> **Requirement**:
Arrange the lines below as a numbered list, omitting any blank lines.
- - -
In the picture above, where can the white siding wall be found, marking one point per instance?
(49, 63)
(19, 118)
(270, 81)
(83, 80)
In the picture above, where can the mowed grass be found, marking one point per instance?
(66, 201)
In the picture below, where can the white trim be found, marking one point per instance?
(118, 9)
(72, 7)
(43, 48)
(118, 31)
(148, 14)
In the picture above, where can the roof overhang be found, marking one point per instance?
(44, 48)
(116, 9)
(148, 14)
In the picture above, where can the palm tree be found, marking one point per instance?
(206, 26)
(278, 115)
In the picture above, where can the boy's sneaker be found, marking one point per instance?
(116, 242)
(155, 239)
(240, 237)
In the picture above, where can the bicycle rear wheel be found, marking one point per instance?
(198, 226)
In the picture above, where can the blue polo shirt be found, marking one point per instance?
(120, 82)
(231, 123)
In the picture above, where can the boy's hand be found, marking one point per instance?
- - -
> **Answer in full**:
1. In the picture above, where can the white siding wall be found, marking one point per instance?
2. (49, 63)
3. (19, 118)
4. (270, 81)
5. (83, 80)
6. In the picture above, where can the mowed grass be found, marking one point per instance?
7. (66, 201)
8. In the picture below, where can the white trim be found, marking one point per instance?
9. (118, 9)
10. (72, 7)
11. (43, 48)
12. (118, 31)
13. (148, 14)
14. In the picture above, where can the roof overhang be found, marking one point per instance?
15. (44, 48)
16. (116, 9)
17. (148, 14)
18. In the picture above, where can the palm tree be found, marking one point per instance?
19. (206, 26)
20. (278, 115)
21. In the picture above, where can the boy's sneaker be found, marking one point per instance?
22. (116, 242)
23. (155, 239)
24. (240, 237)
25. In the picture above, where can the bicycle rear wheel be found, marking one point per instance?
26. (198, 226)
27. In the picture above, where can the blue polo shirt be found, marking one point per instance?
28. (120, 82)
29. (231, 123)
30. In the picture above, where can the boy's hand be found, marking one point per instance?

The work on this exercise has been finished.